- EXERCISE -
Return the data below exactly, minus the pictures.
---- PROVIDED INFORMATION
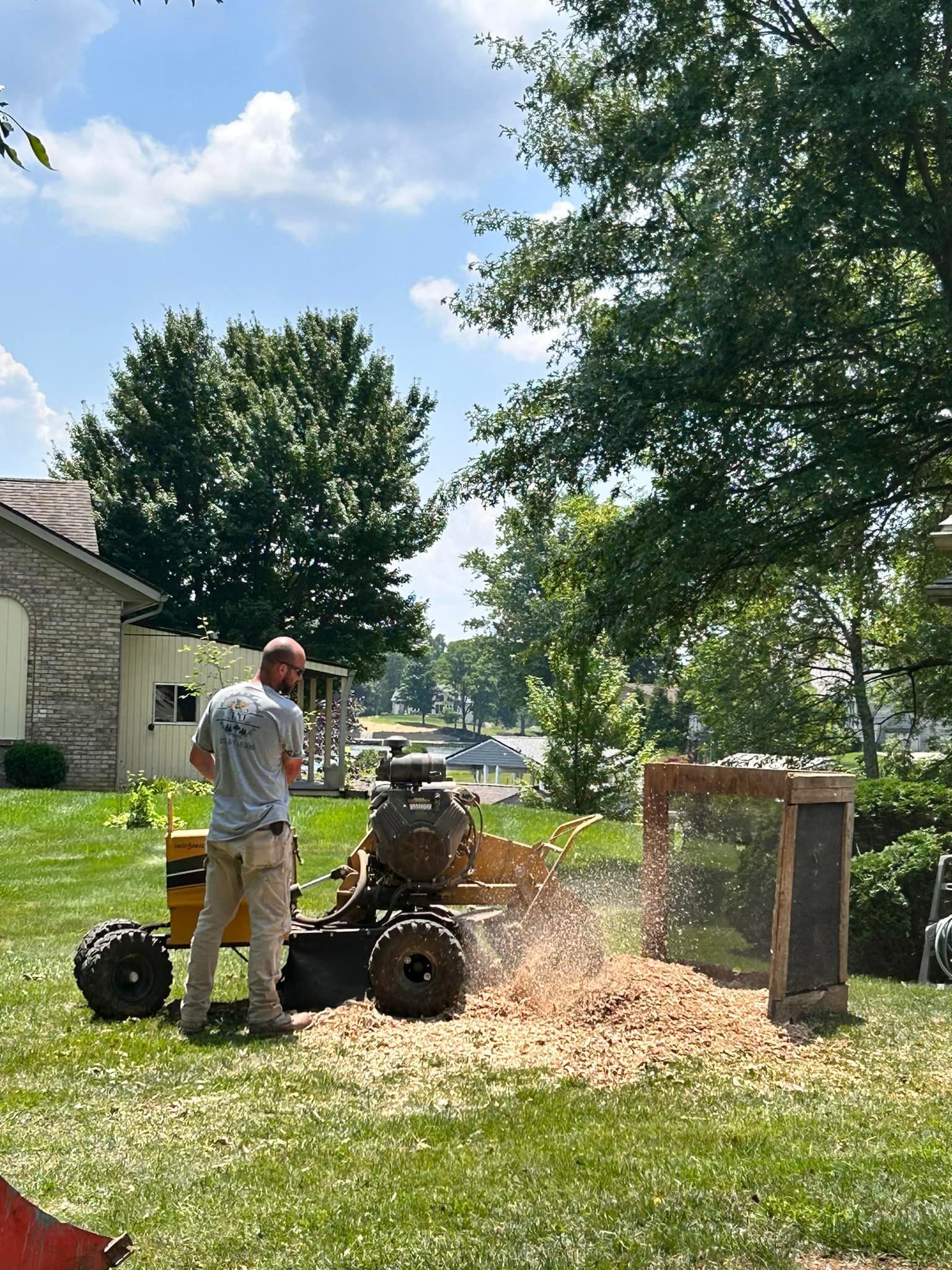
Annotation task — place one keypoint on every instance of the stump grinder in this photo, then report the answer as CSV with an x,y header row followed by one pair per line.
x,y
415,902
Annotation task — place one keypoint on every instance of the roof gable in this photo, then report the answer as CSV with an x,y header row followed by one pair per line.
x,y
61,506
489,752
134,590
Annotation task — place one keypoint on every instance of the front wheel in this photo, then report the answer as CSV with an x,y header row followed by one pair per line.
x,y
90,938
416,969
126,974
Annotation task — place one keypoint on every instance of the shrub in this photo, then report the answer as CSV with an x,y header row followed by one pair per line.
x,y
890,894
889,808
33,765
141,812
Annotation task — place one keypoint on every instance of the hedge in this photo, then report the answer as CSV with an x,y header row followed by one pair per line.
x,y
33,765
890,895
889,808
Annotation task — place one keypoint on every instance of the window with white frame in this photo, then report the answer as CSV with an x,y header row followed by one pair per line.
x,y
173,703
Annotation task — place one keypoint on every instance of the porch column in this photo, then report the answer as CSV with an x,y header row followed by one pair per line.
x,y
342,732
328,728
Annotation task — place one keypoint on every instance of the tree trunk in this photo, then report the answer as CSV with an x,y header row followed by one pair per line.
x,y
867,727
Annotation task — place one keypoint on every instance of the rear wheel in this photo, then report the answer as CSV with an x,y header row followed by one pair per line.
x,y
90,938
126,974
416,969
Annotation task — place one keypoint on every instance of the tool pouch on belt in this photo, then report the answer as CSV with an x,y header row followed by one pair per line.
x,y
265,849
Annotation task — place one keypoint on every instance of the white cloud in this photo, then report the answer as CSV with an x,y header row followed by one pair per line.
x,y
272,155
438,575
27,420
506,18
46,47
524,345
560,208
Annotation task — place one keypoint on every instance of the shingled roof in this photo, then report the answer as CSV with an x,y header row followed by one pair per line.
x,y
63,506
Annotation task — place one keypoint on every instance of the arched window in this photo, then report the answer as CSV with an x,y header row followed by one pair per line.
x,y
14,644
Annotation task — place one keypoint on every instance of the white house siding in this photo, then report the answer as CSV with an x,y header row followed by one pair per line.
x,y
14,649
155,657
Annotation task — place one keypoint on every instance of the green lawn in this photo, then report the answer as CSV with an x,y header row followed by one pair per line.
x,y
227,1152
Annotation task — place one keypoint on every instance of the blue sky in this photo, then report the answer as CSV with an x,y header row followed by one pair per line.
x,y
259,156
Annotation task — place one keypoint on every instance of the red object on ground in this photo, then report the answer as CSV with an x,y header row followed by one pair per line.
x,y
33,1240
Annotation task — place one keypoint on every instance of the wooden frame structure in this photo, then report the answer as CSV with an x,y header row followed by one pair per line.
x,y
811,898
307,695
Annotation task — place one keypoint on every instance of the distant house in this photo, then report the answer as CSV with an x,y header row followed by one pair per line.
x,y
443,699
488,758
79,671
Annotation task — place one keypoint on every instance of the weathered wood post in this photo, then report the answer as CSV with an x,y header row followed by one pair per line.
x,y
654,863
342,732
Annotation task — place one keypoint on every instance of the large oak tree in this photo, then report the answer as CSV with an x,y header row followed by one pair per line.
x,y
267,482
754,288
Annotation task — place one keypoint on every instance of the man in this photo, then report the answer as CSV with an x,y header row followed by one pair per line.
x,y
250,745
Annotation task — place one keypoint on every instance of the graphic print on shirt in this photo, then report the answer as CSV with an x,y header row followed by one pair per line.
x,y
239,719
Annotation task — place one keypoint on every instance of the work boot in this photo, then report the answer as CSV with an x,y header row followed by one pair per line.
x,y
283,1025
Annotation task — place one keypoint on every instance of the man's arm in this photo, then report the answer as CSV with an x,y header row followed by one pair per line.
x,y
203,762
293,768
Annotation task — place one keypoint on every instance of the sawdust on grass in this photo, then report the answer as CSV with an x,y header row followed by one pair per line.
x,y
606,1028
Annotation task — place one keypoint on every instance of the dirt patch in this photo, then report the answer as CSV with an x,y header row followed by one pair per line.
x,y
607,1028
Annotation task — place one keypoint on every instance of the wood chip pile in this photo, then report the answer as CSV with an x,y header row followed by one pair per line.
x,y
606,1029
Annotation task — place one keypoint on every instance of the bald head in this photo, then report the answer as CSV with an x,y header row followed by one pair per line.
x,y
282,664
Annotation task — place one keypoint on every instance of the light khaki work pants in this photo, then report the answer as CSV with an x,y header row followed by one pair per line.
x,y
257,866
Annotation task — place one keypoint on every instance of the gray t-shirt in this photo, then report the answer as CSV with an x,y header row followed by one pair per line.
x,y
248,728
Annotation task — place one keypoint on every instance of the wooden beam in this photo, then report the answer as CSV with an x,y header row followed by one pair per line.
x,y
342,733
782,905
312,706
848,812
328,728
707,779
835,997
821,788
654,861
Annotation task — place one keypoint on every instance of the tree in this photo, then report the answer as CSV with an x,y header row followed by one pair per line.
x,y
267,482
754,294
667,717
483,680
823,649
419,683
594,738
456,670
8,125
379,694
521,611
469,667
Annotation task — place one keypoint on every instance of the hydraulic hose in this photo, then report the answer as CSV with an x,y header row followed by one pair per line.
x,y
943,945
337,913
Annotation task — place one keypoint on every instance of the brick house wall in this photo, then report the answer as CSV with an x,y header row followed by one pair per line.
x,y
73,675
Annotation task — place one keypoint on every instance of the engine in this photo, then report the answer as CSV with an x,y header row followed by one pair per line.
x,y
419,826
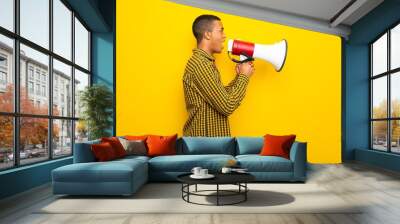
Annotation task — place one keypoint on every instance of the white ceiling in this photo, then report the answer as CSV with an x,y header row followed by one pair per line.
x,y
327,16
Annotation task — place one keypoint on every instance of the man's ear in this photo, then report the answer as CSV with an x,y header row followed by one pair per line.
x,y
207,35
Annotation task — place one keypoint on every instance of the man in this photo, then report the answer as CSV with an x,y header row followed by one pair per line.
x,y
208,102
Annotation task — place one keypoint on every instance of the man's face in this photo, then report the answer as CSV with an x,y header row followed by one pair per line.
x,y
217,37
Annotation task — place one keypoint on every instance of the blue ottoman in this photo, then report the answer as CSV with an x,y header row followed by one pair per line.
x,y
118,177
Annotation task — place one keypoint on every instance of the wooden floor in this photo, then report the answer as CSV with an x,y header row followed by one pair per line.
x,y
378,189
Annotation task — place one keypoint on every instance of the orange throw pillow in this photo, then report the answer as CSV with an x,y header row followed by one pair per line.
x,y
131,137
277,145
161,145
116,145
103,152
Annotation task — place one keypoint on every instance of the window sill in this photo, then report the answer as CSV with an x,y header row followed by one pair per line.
--------
- WRITTEN SOLUTION -
Annotation task — place one keypoint on every instance of the stump grinder in this photo, then report the answer as CSV with an x,y header row followed by one pair per line.
x,y
415,902
Annotation task — place one keypoint on every instance of the roof gable in this photo, then report the answer as CSV with an x,y header row followed by one pair per line.
x,y
61,506
489,752
134,590
Annotation task — place one keypoint on every instance of the front wheel in this photo, then report the answer as CSV with an x,y header row followed by one pair per line.
x,y
90,938
416,969
126,974
Annotation task — place one keypoint on every instance of the shrub in this photo, then report the answer as CSV with an x,y header row followed by one pair per line.
x,y
890,894
889,808
33,765
141,812
Annotation task — place one keypoint on every instance of the hedge in this photo, then report the answer as CSV with an x,y header row followed by one pair per line.
x,y
33,765
890,895
889,808
Annotation task — place one keypoint on every instance of the window with white frame in this photo, then report the answer as CSV with an x,y header row followed by one pair per line.
x,y
173,703
Annotation task — place one keypoint on every instance of the porch column in this photo, then report the answer as CSV with an x,y header row followed by one pair per line.
x,y
342,732
328,728
Annotation task — place one keypoint on every instance of the tree trunk in this photo, then report the answer as CSV with an x,y header row followed by one pair per line.
x,y
867,727
Annotation task — place one keypoint on every instance of the rear wheel in this photo, then report the answer as CSV with an x,y header row followed by one pair per line.
x,y
90,938
126,974
416,969
Annotation task — place one keypoint on every instance of the tool pouch on belt in this photo, then report the answer as CSV with an x,y header row followed by one pair per line.
x,y
265,849
Annotation task — place one keypoint on every instance of the white cloud in this photo, then report the answer as CSV with an x,y header row followed by one pair per line.
x,y
272,155
438,575
27,420
506,18
46,47
524,345
560,208
Annotation task — place one keypoint on every instance of the shingled roof in this photo, then report the answer as CSV with an x,y header row followed by one pair per line.
x,y
63,506
Annotation task — place one keypoint on every instance of the arched window in this photo, then report the answer as CSV with an x,y header row followed by one pair per line.
x,y
14,644
Annotation task — place one keypoint on every instance of the white house siding in this photo, then report the answer as CSV with an x,y header row followed by one pair per line.
x,y
14,649
155,657
Annotation task — place one keypoint on every instance of the green lawn in this photo, then report the answer as CSV with an x,y header row followed by one pair per line.
x,y
227,1152
Annotation task — place one keypoint on every instance of the blue sky in this photo, then report the answer as CSV with an x,y header row followed by one pair per line.
x,y
259,156
Annotation task — place one keypoint on every instance of the red object on ground in this photo, then report the answer as CSV with an x,y header row followed by one pair per line.
x,y
33,1240
Annotation task — place one keypoint on every instance of the wooden frame structure in this photo, then report the answer as CSV with an x,y header row followed by one pair per line.
x,y
811,898
307,695
Annotation task — place one keypoint on every instance of the distant house in this photo, then report the answer as CSV with an x,y header row followed by one pair per line.
x,y
443,699
488,758
79,671
Annotation task — place one keypoint on every instance of the weathered wood post in this photo, then report the answer as CSV with an x,y header row followed by one pair per line.
x,y
654,863
342,732
Annotation task — place one keypoint on every instance of the large oak tree in this photo, then report the answer as CSV with an x,y header row followed by one pair per line.
x,y
267,482
754,288
Annotation task — place one keypoint on every instance of the man in this photo, then report the answer as CSV with an x,y header row followed by one pair per line.
x,y
250,745
Annotation task — place one keypoint on every instance of the graphic print on shirt in this photo, then report the answer as CSV with an x,y header row followed by one pair per line.
x,y
239,719
Annotation task — place one keypoint on every instance of the work boot in this photo, then report the answer as CSV with an x,y header row followed by one pair per line.
x,y
283,1025
Annotation task — place one keypoint on every instance of the man's arm in this photo, then report the answer as CSV with an x,y header row followed by one pair per line.
x,y
203,762
293,768
Annotation task — place one keypoint on every instance of the sawdust on grass in this photo, then report the answer as CSV with an x,y header row followed by one pair per line.
x,y
606,1028
Annotation task — place one keypoint on every instance of the dirt patch in this photo, then report the answer as CSV with an x,y header row followed by one pair per line.
x,y
607,1028
Annotation task — place one keypoint on every instance of the wood chip pile in this photo, then report the answer as CSV with an x,y header row followed by one pair per line.
x,y
606,1029
Annotation task — place one keypoint on every instance of the bald head in this photo, then report the answer as CSV with an x,y header row followed by one pair per line.
x,y
282,664
Annotation task — place one keypoint on every instance of the light khaki work pants in this photo, then report the answer as CSV with an x,y header row followed by one pair per line.
x,y
257,866
Annotation task — place one keypoint on every instance of the gray t-shirt in this photo, then report the answer as CSV with an x,y header row followed by one pair per line.
x,y
248,728
Annotation task — place one keypoint on every instance of the wooden beam in this photo, then report the answer as CSV with an x,y header row followed by one pair per line.
x,y
342,733
782,905
312,706
848,812
328,728
707,779
835,997
821,788
654,861
Annotation task — place one keypoint on every instance of the tree in this photo, then report the answer as CSV with an x,y header row followed by one pair per line.
x,y
267,482
754,294
667,717
483,680
823,649
419,683
594,738
456,670
8,125
379,694
521,611
469,667
Annotation task — place one keypoint on every instance of the hydraulic hose in this photo, then report the answer as CSV with an x,y header row followed by one pair per line.
x,y
943,945
337,913
Annotation task — place one keypoint on every instance of the brick house wall in this photo, then report the answer as CSV with an x,y header row followed by one pair per line.
x,y
73,675
Annotation task — place one keypoint on every instance of the engine in this photo, then report the answer as CSV with an x,y header row followed by one pair per line.
x,y
419,826
Annotation task — place one keypoint on every instance of the white ceiling in this photo, then report the answer as CSV with an x,y header row followed by one pair per line.
x,y
327,16
Annotation task — place one keypoint on every instance of the man's ear in this photo, then report the answer as CSV with an x,y header row followed by one pair per line.
x,y
207,35
Annotation task — place one keypoint on every instance of the man in this photo, then report the answer as CSV with an x,y header row followed by one pair per line.
x,y
208,102
Annotation task — place one keypoint on every instance of the man's face in this photo, then report the answer as CSV with an x,y header row followed by one pair per line.
x,y
217,37
Annotation task — place one keypoint on every instance of the blue ottoman in this photo, then report the answer as CSV with an x,y header row followed by one pair per line.
x,y
118,177
Annotation task — place one keypoint on every instance of the wooden floor in this photo, then report the answer as CSV with an x,y header row followed by one pair per line.
x,y
378,189
Annotation task — place one keypoint on every instance of the orange throw pillow in this photo, then report the answer as CSV with an x,y header row followed by one pair per line.
x,y
131,137
277,145
161,145
116,145
103,152
Annotation task — place one keypoint on every instance of the window sill in this photo, then report the answer as CSV with an x,y header row followed by one pair per line.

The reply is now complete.